_TASK DESCRIPTION_
Retype each record exactly.

[RECORD EXTRACTS]

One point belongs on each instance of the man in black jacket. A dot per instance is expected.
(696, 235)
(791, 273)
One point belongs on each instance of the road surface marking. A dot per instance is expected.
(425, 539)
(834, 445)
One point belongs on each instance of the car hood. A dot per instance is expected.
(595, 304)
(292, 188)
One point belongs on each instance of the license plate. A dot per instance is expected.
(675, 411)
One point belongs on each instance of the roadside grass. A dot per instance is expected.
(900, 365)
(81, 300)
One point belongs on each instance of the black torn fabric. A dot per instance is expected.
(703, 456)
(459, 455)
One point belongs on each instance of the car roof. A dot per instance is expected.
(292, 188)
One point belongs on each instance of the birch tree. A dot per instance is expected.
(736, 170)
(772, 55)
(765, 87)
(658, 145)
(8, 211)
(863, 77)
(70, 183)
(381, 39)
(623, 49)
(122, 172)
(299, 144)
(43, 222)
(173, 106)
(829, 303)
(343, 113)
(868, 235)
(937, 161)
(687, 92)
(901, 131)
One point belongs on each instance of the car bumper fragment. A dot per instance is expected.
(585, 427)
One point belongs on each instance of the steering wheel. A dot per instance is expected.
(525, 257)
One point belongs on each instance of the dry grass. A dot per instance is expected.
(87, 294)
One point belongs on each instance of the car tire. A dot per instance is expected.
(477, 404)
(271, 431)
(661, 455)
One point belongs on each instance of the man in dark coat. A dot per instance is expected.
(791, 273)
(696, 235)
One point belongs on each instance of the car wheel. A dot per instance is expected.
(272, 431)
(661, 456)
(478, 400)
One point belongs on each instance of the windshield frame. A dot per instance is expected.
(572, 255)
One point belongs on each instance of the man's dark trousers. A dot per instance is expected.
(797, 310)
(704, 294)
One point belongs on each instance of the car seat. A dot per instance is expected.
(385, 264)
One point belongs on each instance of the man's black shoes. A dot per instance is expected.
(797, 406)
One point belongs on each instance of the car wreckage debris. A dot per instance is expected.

[/RECORD EXTRACTS]

_EXERCISE ANSWER_
One point belongs on each instance of the man in black jacket. A dot per instance is expected.
(696, 235)
(791, 273)
One point belongs on each instance of the road surface marking. A dot per instance is expected.
(425, 539)
(834, 445)
One point belongs on each instance of the car hood. A dot per instance is expected.
(595, 304)
(292, 188)
One point belongs on each instance of the license plate. A dot per instance is expected.
(675, 411)
One point belongs on each instance of the roadside grass. A dot per instance is expected.
(900, 365)
(81, 300)
One point belongs on each instance of the black torn fabric. A dot per instance is expected.
(703, 456)
(459, 455)
One point belongs on each instance of the car roof. A dot per instance is expected.
(292, 188)
One point belongs on each instance of the birch tree. A dot per instance is expected.
(736, 170)
(772, 55)
(765, 87)
(658, 145)
(8, 211)
(863, 77)
(70, 183)
(381, 39)
(623, 49)
(122, 172)
(299, 144)
(43, 222)
(173, 106)
(829, 303)
(343, 113)
(868, 235)
(937, 161)
(687, 92)
(901, 131)
One point belongs on each instance of the car bumper fragment. A dot per instance is expected.
(585, 427)
One point belongs on each instance of the steering wheel. A dot per instance is expected.
(525, 257)
One point belongs on each instance of the dry grass. A dot per instance is expected.
(87, 294)
One point belongs on each instance of the car tire. A dot per instance is expected.
(477, 404)
(271, 431)
(661, 455)
One point belongs on each instance of the man in dark coat. A dot per instance is expected.
(791, 273)
(696, 235)
One point belongs on each instance of the car wheel. A dot per instance is expected.
(272, 431)
(661, 456)
(478, 400)
One point belongs on each instance of the windshield frame. A dot per instance is expected.
(572, 255)
One point belongs on each instance of the man's dark trousers. A dot per instance is expected.
(797, 310)
(704, 294)
One point belongs on each instance of the car seat. A dot per instance is expected.
(385, 264)
One point belongs on each instance of the man's black shoes. A dot per instance is expected.
(797, 406)
One point belongs on each instance of the car wreckage debris. A dot per instance is expected.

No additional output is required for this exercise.